**Work to do**
Could you swap every "Sample output" in these lines for "Example output", keep everything else the same, and write the lines out again without the pictures?

**Input material**
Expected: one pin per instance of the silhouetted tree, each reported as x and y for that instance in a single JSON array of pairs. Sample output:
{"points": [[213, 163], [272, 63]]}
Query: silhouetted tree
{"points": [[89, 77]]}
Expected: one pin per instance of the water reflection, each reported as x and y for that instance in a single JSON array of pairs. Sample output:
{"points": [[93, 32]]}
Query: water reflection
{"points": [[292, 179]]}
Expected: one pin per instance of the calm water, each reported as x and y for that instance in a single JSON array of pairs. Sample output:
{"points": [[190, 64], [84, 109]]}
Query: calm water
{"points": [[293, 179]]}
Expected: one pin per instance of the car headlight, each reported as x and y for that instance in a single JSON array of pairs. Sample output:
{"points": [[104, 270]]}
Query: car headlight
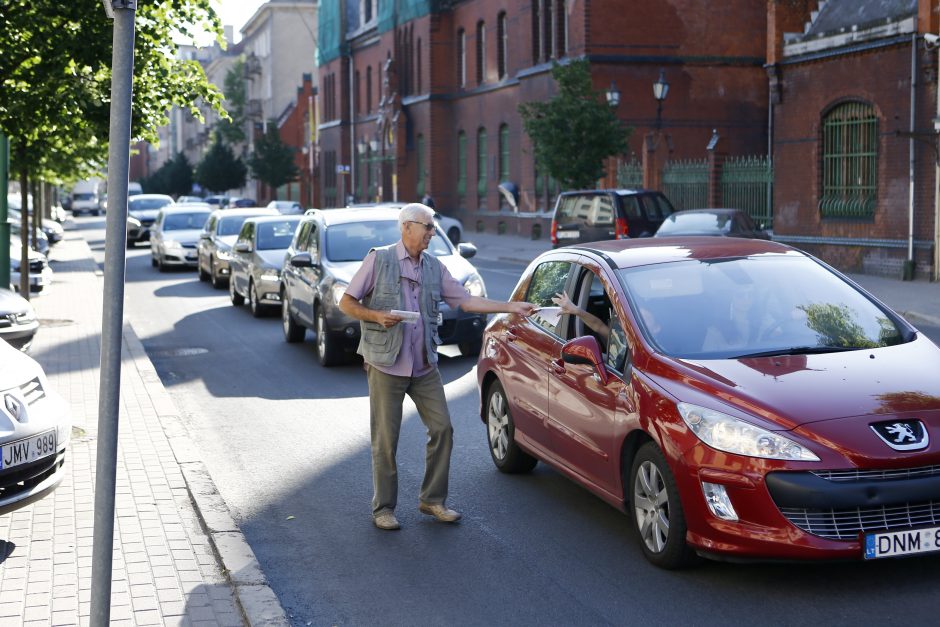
{"points": [[731, 435], [475, 285], [337, 291]]}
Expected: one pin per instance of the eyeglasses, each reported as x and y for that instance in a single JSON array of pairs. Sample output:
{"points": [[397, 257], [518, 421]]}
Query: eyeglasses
{"points": [[427, 227]]}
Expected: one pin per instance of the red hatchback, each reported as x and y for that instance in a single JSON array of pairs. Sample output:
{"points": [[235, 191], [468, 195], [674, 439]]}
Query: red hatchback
{"points": [[737, 398]]}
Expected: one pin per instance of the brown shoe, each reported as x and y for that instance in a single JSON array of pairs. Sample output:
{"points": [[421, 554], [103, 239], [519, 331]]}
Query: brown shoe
{"points": [[386, 521], [440, 512]]}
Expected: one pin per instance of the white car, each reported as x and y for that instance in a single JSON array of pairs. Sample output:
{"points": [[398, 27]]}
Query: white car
{"points": [[36, 429], [175, 235]]}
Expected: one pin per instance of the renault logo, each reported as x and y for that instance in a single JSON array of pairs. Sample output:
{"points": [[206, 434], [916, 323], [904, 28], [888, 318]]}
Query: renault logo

**Task output**
Expected: one pin per instance of the silhouetted tree, each reported as x and y for that instance in a single JSON array of pairs. Example output:
{"points": [[213, 163], [272, 63]]}
Query: silhouetted tree
{"points": [[89, 77]]}
Expected: one pin per instance of the water reflection, each reported as x and y for that instance in a single JSON array of pairs. Example output:
{"points": [[93, 32]]}
Query: water reflection
{"points": [[292, 179]]}
Expected: one pin per instance of the calm water, each reported as x and y for that instance in a single JSON array of pairs. Example output:
{"points": [[190, 64], [84, 109]]}
Query: calm water
{"points": [[293, 179]]}
Expected: one pin per instance of the car headlight, each reported as x and y for that instance in a single JSON array of pairs. Example output:
{"points": [[104, 270]]}
Query: car headlight
{"points": [[731, 435], [475, 285], [337, 291]]}
Expected: one pin per instance of the eyeglasses, each reported as x and y for that instance in a single JSON array of pairs. Example output:
{"points": [[397, 257], [518, 421]]}
Query: eyeglasses
{"points": [[427, 227]]}
Expected: one pin per instance of the red hatchback, each reported as x and y for that instance in a single JSON array of pairs. Example output:
{"points": [[235, 191], [468, 195], [674, 439]]}
Query: red hatchback
{"points": [[737, 398]]}
Expected: one pin per instance of the brown shoe, each reported as x and y for that instance in a single JSON array of pairs. Example output:
{"points": [[421, 554], [103, 239], [519, 331]]}
Query: brown shoe
{"points": [[386, 521], [440, 512]]}
Expected: one pin per instance of the white car, each reported as x and y for that instance in a single JSON array of pairs. Example output:
{"points": [[398, 27]]}
Query: white car
{"points": [[36, 429], [175, 235]]}
Expected: one pin per instance of the renault logo, each reported as x and y for that instance in a single JSON array of pairs. Example output:
{"points": [[206, 434], [916, 323], [904, 28], [888, 318]]}
Query: renault logo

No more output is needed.